- [SHORT PROBLEM]: Convert the data below into a Markdown table with two columns, Row and Line, giving each non-blank line its own numbered row. Leave the pictures out of the table.

- [RECORDS PROVIDED]:

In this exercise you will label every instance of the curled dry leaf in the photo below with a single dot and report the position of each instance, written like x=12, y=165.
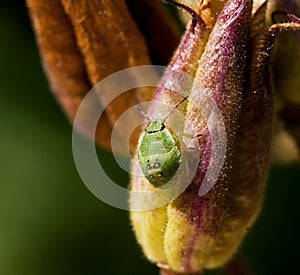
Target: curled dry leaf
x=81, y=42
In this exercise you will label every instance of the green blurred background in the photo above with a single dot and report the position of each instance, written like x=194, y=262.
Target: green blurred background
x=51, y=224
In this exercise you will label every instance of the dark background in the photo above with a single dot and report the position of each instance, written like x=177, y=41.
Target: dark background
x=51, y=224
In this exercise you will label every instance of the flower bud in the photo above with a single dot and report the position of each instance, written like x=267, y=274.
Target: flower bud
x=203, y=227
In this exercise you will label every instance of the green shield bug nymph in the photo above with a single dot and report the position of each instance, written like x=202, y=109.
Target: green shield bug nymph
x=159, y=151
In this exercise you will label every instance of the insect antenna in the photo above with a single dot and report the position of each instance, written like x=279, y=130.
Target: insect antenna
x=195, y=15
x=168, y=114
x=143, y=113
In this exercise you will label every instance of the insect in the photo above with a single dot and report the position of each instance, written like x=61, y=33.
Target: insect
x=159, y=150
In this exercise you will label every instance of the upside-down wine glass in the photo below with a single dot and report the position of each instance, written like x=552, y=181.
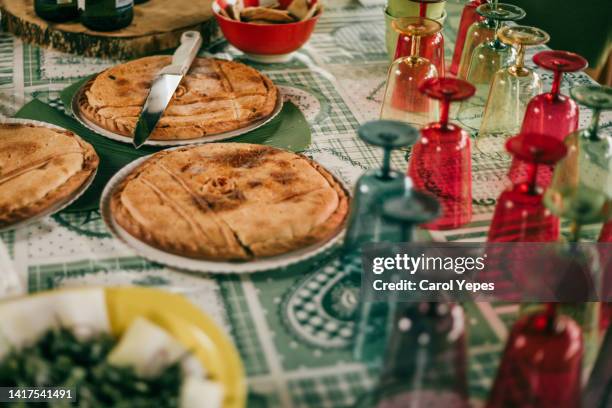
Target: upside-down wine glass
x=550, y=113
x=469, y=16
x=368, y=224
x=488, y=58
x=581, y=189
x=402, y=100
x=423, y=5
x=512, y=88
x=480, y=31
x=440, y=162
x=430, y=41
x=520, y=214
x=541, y=365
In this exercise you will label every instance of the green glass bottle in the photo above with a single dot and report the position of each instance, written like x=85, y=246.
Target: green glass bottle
x=107, y=15
x=56, y=10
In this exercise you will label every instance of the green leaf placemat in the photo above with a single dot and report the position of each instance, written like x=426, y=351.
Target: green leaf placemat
x=289, y=130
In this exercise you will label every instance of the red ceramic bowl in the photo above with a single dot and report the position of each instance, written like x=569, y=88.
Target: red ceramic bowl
x=264, y=40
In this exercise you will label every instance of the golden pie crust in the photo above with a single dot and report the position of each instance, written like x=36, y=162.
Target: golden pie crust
x=215, y=96
x=40, y=167
x=229, y=201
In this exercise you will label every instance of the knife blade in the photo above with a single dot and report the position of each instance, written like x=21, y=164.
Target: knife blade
x=164, y=86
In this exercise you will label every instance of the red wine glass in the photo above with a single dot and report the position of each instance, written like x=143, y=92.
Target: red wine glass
x=550, y=113
x=440, y=162
x=520, y=215
x=606, y=232
x=541, y=366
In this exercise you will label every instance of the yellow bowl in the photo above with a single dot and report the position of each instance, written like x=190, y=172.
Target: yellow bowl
x=192, y=328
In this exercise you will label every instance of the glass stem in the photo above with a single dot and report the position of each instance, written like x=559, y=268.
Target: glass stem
x=556, y=88
x=575, y=231
x=444, y=108
x=496, y=41
x=415, y=46
x=423, y=10
x=533, y=178
x=551, y=314
x=386, y=164
x=407, y=232
x=594, y=125
x=519, y=66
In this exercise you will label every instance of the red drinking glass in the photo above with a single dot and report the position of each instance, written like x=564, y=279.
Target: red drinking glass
x=606, y=232
x=431, y=46
x=550, y=113
x=541, y=366
x=520, y=215
x=468, y=17
x=441, y=159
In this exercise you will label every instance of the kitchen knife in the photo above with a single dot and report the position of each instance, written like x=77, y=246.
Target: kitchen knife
x=165, y=84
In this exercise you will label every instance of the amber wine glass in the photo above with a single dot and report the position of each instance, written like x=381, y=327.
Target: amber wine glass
x=581, y=189
x=488, y=58
x=402, y=100
x=513, y=87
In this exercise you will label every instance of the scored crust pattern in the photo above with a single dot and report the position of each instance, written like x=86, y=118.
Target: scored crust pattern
x=21, y=152
x=215, y=96
x=229, y=201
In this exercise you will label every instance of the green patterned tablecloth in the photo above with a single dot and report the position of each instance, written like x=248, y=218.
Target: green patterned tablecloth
x=292, y=328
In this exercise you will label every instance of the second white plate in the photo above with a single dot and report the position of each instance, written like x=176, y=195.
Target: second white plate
x=200, y=265
x=205, y=139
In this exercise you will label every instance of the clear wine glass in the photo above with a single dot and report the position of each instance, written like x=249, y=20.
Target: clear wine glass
x=488, y=58
x=512, y=88
x=469, y=16
x=581, y=188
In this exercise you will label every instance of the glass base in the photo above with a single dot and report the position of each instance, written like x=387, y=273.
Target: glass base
x=507, y=102
x=521, y=217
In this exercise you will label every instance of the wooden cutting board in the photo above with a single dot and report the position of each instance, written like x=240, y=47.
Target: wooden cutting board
x=157, y=25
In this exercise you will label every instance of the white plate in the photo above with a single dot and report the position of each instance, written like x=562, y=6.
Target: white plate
x=60, y=205
x=205, y=139
x=199, y=265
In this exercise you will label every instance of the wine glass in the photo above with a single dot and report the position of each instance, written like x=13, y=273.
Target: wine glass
x=550, y=113
x=606, y=232
x=512, y=87
x=488, y=58
x=541, y=365
x=480, y=31
x=423, y=5
x=440, y=162
x=430, y=40
x=402, y=100
x=368, y=224
x=469, y=16
x=426, y=359
x=520, y=215
x=581, y=188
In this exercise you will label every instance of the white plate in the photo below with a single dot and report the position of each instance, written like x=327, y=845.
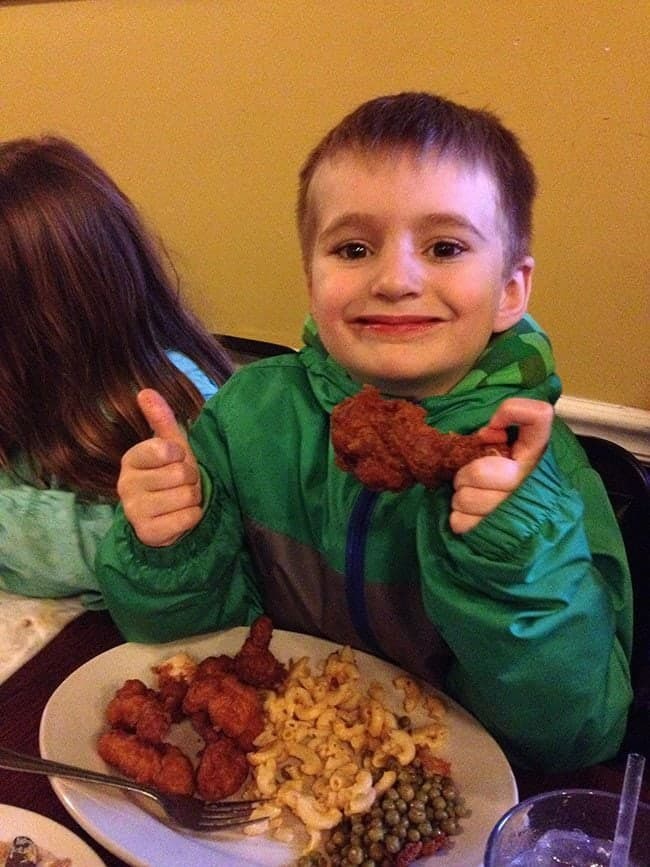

- [EXERCISE ANSWER]:
| Row | Line |
|---|---|
| 1 | In this exercise you will label every instance of the curled dry leaf in the photo below with a single dot and report the position of each instance, written like x=12, y=165. |
| 2 | Target: curled dry leaf |
| 3 | x=81, y=42 |
| 4 | In this exercise you will label every instance of the green blurred background in the photo above with a single dot and report the position of each instance, written like x=194, y=262. |
| 5 | Target: green blurred background |
| 6 | x=51, y=224 |
| 7 | In this exercise you will label every instance of the dark background in the photo above with a single dot and report the position of each instance, written like x=177, y=41. |
| 8 | Target: dark background |
| 9 | x=51, y=224 |
| 10 | In this exercise you will label every instance of the flower bud in the photo above with a single dot and report the position of each instance, written like x=267, y=274. |
| 11 | Target: flower bud |
| 12 | x=203, y=227 |
| 13 | In this exercise you will label every instance of the green shield bug nymph in the photo above with a single dot and report the position of each instance, written like x=202, y=109. |
| 14 | Target: green shield bug nymph |
| 15 | x=159, y=151 |
| 16 | In this exercise you will label every instance of the insect antenna in the photo above with a single dot and report the position of each instance, written like x=279, y=130. |
| 17 | Target: insect antenna |
| 18 | x=195, y=15 |
| 19 | x=168, y=114 |
| 20 | x=143, y=113 |
| 21 | In this exercise you will label every instance of the insect in the photo above with a single dot and report the position of each instance, written like x=61, y=33. |
| 22 | Target: insect |
| 23 | x=159, y=150 |
| 24 | In this exercise you will label every instance of the upside-down wine glass in the photo below with a single dot and report the position of each instance, written like x=552, y=181. |
| 25 | Target: upside-down wine glass |
| 26 | x=550, y=113 |
| 27 | x=469, y=16 |
| 28 | x=368, y=224 |
| 29 | x=488, y=58 |
| 30 | x=581, y=189 |
| 31 | x=402, y=100 |
| 32 | x=423, y=5 |
| 33 | x=512, y=88 |
| 34 | x=480, y=31 |
| 35 | x=440, y=162 |
| 36 | x=430, y=41 |
| 37 | x=520, y=214 |
| 38 | x=541, y=365 |
| 39 | In this exercise you will label every instance of the green glass bottle in the photo above with a single dot and report the position of each instance, written like x=85, y=246. |
| 40 | Target: green glass bottle |
| 41 | x=107, y=15 |
| 42 | x=56, y=10 |
| 43 | In this exercise you will label every instance of the green leaf placemat in the photo above with a single dot and report the position of each instance, written like x=426, y=351. |
| 44 | Target: green leaf placemat |
| 45 | x=289, y=130 |
| 46 | In this exercise you will label every instance of the red ceramic bowl in the photo above with a single dot and report the position of each instance, written like x=569, y=88. |
| 47 | Target: red ceramic bowl |
| 48 | x=264, y=40 |
| 49 | In this exercise you will label every instance of the golden pie crust in the photo above with a single dot and report the position of each instance, written like x=36, y=162. |
| 50 | Target: golden pie crust |
| 51 | x=215, y=96 |
| 52 | x=40, y=167 |
| 53 | x=229, y=201 |
| 54 | In this exercise you will label every instance of the knife blade in the photo above with a single dot and report the position of each instance, written like x=21, y=164. |
| 55 | Target: knife blade |
| 56 | x=164, y=86 |
| 57 | In this exercise you will label every instance of the red wine glass in the photo above with a single dot and report the position of each instance, written like x=143, y=92. |
| 58 | Target: red wine glass |
| 59 | x=550, y=113 |
| 60 | x=440, y=162 |
| 61 | x=520, y=215 |
| 62 | x=606, y=232 |
| 63 | x=541, y=366 |
| 64 | In this exercise you will label every instance of the yellow bowl in the photo above with a single dot and report the position of each instance, written like x=190, y=172. |
| 65 | Target: yellow bowl |
| 66 | x=192, y=328 |
| 67 | In this exercise you will label every instance of the glass stem in the photo above with a single dot and report the position of each instance, written like x=559, y=268. |
| 68 | Target: glass stem |
| 69 | x=556, y=88 |
| 70 | x=575, y=231 |
| 71 | x=444, y=108 |
| 72 | x=496, y=41 |
| 73 | x=415, y=46 |
| 74 | x=423, y=10 |
| 75 | x=533, y=178 |
| 76 | x=551, y=314 |
| 77 | x=386, y=164 |
| 78 | x=407, y=232 |
| 79 | x=594, y=125 |
| 80 | x=519, y=66 |
| 81 | In this exercise you will label every instance of the red drinking glass in the photo above with a single dot and report the position of each instance, written like x=564, y=279. |
| 82 | Target: red drinking glass |
| 83 | x=606, y=232 |
| 84 | x=431, y=46 |
| 85 | x=550, y=113 |
| 86 | x=541, y=366 |
| 87 | x=520, y=215 |
| 88 | x=468, y=17 |
| 89 | x=441, y=159 |
| 90 | In this exercise you will label every instance of the kitchen knife in the photo above with a single dot and report the position of each instance, written like x=77, y=246. |
| 91 | Target: kitchen knife |
| 92 | x=165, y=84 |
| 93 | In this exercise you will label every instance of the amber wine glass in the photo above with a single dot and report the position of each instance, written like x=381, y=327. |
| 94 | Target: amber wine glass |
| 95 | x=581, y=189 |
| 96 | x=488, y=58 |
| 97 | x=402, y=100 |
| 98 | x=513, y=87 |
| 99 | In this exercise you will label every instance of the scored crust pattern in the photo above with a single dot and report the position of each instance, written like x=86, y=118. |
| 100 | Target: scored crust pattern |
| 101 | x=21, y=152 |
| 102 | x=215, y=96 |
| 103 | x=229, y=201 |
| 104 | In this exercise you will label every instance of the green patterned tablecloth in the photo above with a single dot and report the position of each instance, written like x=248, y=218. |
| 105 | Target: green patterned tablecloth |
| 106 | x=292, y=328 |
| 107 | In this exercise you will label every instance of the second white plate in the photo above with a single dot and report the position of each instance, written like x=176, y=195. |
| 108 | Target: second white plate |
| 109 | x=200, y=265 |
| 110 | x=205, y=139 |
| 111 | In this exercise you will label every instance of the clear wine glass in the photo above with a single dot and report the position of each instance, written like x=249, y=20. |
| 112 | Target: clear wine glass |
| 113 | x=488, y=58 |
| 114 | x=512, y=88 |
| 115 | x=469, y=16 |
| 116 | x=581, y=188 |
| 117 | In this exercise you will label every instance of the glass base in the photo above with a single dot and report the position of each instance, written like x=387, y=273. |
| 118 | Target: glass base |
| 119 | x=507, y=102 |
| 120 | x=521, y=217 |
| 121 | In this exercise you will label every instance of the wooden cutting board in the photo above with a single dot and report the position of each instance, written like x=240, y=47. |
| 122 | Target: wooden cutting board |
| 123 | x=157, y=25 |
| 124 | In this exercise you will label every instance of the white plate in the photo above with a single dot and report the position of each instance, written like x=562, y=6. |
| 125 | Target: white plate |
| 126 | x=60, y=205 |
| 127 | x=205, y=139 |
| 128 | x=199, y=265 |
| 129 | In this exercise you will label every instance of the wine glass in the photo above with a single dot and report the position of each instance, written like x=13, y=273. |
| 130 | Target: wine glass |
| 131 | x=550, y=113 |
| 132 | x=606, y=232 |
| 133 | x=512, y=87 |
| 134 | x=488, y=58 |
| 135 | x=541, y=365 |
| 136 | x=480, y=31 |
| 137 | x=423, y=5 |
| 138 | x=440, y=162 |
| 139 | x=430, y=40 |
| 140 | x=402, y=100 |
| 141 | x=368, y=224 |
| 142 | x=469, y=16 |
| 143 | x=426, y=359 |
| 144 | x=520, y=215 |
| 145 | x=581, y=188 |
| 146 | In this exercise you will label every instance of the white plate in the photo below with a single dot and report the position of each instance, written like x=327, y=845. |